== What you are asked to do ==
Determine how many lines in the records hold "floorboard", then give that number by itself.

== Dataset excerpts ==
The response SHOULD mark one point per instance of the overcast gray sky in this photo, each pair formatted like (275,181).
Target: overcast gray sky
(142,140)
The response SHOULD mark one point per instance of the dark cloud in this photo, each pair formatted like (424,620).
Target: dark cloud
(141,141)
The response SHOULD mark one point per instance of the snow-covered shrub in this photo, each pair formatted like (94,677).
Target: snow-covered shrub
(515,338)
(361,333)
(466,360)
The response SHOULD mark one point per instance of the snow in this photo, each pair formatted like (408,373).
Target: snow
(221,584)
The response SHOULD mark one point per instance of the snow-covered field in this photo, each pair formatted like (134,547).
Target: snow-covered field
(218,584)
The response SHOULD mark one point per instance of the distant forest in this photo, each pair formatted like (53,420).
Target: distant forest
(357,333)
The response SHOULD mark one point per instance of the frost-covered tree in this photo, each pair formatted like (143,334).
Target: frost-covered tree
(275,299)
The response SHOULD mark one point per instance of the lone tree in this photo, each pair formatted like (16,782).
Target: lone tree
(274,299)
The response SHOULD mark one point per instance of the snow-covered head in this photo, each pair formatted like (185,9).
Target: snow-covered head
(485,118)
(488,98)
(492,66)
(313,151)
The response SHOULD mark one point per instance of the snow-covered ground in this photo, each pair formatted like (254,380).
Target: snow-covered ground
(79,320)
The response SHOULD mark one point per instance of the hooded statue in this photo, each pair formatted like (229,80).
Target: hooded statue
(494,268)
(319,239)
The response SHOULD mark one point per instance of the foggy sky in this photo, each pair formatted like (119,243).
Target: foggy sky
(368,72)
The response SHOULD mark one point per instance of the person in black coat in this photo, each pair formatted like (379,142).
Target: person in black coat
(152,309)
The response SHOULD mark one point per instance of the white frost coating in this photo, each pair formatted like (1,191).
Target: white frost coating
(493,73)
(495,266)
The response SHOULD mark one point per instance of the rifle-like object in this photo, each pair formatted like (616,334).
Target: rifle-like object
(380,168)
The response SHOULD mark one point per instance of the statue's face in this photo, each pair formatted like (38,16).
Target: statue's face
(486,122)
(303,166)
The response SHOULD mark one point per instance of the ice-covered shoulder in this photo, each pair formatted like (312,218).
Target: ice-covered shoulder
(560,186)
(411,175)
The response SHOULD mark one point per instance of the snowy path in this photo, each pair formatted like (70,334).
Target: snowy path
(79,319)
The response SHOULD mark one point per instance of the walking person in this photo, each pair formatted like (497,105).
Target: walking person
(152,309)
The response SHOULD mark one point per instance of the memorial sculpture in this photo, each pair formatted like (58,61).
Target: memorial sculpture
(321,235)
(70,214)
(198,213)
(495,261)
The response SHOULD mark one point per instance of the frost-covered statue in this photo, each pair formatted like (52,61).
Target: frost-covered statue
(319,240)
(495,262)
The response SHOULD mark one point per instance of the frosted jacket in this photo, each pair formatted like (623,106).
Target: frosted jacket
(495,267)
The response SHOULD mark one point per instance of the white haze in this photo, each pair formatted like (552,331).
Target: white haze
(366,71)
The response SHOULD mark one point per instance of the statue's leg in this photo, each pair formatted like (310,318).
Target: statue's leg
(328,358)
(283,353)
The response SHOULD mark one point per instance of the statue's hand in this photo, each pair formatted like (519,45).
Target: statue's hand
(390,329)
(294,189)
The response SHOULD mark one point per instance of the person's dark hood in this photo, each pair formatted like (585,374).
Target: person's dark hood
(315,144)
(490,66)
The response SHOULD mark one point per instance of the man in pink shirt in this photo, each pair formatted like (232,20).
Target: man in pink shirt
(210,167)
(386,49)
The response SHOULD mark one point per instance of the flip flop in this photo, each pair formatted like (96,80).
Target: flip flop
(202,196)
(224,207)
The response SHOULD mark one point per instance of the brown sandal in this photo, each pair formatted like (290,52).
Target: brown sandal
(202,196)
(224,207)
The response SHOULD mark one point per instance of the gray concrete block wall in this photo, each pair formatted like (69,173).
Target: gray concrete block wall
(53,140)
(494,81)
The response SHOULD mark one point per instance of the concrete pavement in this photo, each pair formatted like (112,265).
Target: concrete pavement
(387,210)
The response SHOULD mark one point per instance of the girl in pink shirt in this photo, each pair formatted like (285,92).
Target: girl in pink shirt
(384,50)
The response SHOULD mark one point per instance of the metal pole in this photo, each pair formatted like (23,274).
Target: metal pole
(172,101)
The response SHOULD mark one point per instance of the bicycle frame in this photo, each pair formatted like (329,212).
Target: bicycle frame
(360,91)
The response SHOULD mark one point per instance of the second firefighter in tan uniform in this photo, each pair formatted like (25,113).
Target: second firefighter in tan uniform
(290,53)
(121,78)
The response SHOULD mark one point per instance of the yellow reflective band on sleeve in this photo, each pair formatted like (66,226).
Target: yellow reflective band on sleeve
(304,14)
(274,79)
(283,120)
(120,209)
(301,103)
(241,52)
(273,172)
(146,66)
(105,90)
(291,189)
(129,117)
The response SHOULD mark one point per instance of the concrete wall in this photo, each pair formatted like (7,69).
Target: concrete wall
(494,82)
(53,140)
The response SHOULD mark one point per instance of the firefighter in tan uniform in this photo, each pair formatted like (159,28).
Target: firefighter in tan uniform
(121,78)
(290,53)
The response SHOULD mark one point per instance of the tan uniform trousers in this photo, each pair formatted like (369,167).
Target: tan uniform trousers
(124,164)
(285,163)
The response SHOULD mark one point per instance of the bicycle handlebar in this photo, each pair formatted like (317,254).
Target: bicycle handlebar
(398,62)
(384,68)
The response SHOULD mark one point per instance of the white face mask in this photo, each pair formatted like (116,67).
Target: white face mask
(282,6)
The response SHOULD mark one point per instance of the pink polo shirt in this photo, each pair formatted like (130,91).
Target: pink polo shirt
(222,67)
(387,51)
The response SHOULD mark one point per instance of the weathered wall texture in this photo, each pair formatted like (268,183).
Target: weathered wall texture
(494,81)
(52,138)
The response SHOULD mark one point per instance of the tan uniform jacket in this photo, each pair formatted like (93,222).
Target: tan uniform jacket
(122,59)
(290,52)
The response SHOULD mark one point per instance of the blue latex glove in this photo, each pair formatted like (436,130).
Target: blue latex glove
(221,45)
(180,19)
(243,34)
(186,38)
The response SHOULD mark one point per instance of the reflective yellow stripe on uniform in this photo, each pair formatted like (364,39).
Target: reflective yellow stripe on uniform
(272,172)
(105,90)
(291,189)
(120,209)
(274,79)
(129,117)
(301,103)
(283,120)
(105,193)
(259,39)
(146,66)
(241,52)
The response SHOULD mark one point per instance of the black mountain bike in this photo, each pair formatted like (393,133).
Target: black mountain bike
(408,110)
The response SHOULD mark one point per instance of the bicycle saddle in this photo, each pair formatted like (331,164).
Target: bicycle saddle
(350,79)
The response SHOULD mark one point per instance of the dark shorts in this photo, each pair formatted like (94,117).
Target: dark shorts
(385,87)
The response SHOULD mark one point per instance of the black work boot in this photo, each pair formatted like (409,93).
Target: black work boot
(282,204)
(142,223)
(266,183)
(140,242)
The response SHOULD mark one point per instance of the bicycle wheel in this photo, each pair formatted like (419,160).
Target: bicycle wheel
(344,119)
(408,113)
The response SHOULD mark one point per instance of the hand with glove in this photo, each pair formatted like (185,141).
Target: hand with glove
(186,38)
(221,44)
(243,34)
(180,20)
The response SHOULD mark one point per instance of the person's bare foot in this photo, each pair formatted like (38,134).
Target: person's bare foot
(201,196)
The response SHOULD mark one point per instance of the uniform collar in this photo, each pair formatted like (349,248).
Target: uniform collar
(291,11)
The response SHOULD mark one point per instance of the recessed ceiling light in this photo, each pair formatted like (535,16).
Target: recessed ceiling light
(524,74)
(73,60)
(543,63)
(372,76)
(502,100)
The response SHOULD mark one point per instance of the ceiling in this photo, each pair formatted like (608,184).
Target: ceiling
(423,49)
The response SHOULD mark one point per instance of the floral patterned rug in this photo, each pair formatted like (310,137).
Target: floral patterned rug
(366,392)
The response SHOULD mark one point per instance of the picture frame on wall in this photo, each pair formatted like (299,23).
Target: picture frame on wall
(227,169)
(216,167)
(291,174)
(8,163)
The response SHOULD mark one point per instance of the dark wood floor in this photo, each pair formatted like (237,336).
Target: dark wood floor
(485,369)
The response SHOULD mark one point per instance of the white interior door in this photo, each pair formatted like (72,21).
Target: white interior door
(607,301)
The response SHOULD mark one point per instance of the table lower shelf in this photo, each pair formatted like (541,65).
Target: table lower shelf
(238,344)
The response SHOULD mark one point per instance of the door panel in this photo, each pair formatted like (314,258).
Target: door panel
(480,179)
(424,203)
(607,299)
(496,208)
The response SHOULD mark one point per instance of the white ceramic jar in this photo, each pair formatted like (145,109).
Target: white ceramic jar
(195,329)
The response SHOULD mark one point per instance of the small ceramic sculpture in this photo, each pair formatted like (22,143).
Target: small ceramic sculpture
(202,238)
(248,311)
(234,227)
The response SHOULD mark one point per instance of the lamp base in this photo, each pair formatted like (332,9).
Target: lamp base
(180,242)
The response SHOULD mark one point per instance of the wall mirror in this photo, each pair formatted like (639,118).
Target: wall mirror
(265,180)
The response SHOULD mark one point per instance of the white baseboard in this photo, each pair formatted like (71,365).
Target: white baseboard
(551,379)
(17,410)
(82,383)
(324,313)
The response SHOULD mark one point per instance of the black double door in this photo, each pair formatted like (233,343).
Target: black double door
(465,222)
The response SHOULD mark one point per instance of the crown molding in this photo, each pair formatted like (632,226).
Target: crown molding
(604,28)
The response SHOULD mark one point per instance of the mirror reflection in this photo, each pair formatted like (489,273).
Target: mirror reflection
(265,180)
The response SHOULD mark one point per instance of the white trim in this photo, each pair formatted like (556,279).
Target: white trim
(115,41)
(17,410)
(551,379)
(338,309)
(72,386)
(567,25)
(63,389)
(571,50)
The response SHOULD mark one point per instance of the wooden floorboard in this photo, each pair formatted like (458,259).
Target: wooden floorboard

== Solution for this task ==
2